- TEXTPASSAGE:
◆ ◆ ◆ ◆ ◆
# Hilfe bei Adobe GoLive CS



## Imer (28. Februar 2005)

Hallo

Ich habe ein Problem. Ich habe zurzeit meine Website mit Adobe Golive CS entworfen. Das ganze habe ich mit Frames erstellt. Es sind etwa 8 Frames die ich benutze. Jetzt ist es so das wen ich es im MAC anschaue, dan sieht es ok aus, aber wenn ich es im Windows anschaue dan ist es so, als hätten sich die ganzen Frames vonaeinander ausgelöst. Als hätte man es zerreist. Die Randkanten der einzelnen Frames erscheinen in Windows alls grosse weise Räner. Ich weiss es nicht wieso das so aussieht.

Gruss


----------



## Dark_Fighter (28. Februar 2005)

Flacher Berreich! Frag im HTML berreich nach.
◆ ◆ ◆ ◆ ◆
- AUSGEWÄHLTE DATEN:
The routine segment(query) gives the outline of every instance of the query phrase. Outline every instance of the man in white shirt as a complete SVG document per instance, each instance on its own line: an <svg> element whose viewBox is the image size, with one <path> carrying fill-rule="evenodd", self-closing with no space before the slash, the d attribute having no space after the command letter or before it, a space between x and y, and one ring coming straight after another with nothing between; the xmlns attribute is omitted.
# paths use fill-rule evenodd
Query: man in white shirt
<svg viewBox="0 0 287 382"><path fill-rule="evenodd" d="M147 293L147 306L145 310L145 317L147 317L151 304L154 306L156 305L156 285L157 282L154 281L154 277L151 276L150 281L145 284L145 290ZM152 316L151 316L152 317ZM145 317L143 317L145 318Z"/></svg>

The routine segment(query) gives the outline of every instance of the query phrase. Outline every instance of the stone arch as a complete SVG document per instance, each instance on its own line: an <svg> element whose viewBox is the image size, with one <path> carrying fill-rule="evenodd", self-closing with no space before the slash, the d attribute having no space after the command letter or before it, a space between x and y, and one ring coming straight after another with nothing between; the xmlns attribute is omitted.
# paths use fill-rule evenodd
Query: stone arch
◆ ◆ ◆ ◆ ◆
- ZU ERLEDIGENDE AUFGABEN:
1/ Gib aus dem Thread zu Adobe GoLive CS alles von "Ich habe ein" bis hinunter zu "das so aussieht." wortgetreu wieder.
2/ Führe bitte den Thread zu Adobe GoLive CS an der Stelle fort, an der er endet.

- DIE ANTWORTEN:
1/
Ich habe ein Problem. Ich habe zurzeit meine Website mit Adobe Golive CS entworfen. Das ganze habe ich mit Frames erstellt. Es sind etwa 8 Frames die ich benutze. Jetzt ist es so das wen ich es im MAC anschaue, dan sieht es ok aus, aber wenn ich es im Windows anschaue dan ist es so, als hätten sich die ganzen Frames vonaeinander ausgelöst. Als hätte man es zerreist. Die Randkanten der einzelnen Frames erscheinen in Windows alls grosse weise Räner. Ich weiss es nicht wieso das so aussieht.

2/
Aber 8 Frames ist Müll ! Das wir nie hinhauen und wozu braucht man das auch ?!


----------



## Thomas Lindner (28. Februar 2005)

Dark_Fighter hat gesagt.:
			
		

> Flacher Berreich! Frag im HTML berreich nach.
> Aber 8 Frames ist Müll ! Das wir nie hinhauen und wozu braucht man das auch ?!



Jaja, sehr *flach* der Bereich... ^^


Beitrag verschoben in den passenden Bereich...

Bitte Code zum Problem pasten - danke!


----------



## Imer (28. Februar 2005)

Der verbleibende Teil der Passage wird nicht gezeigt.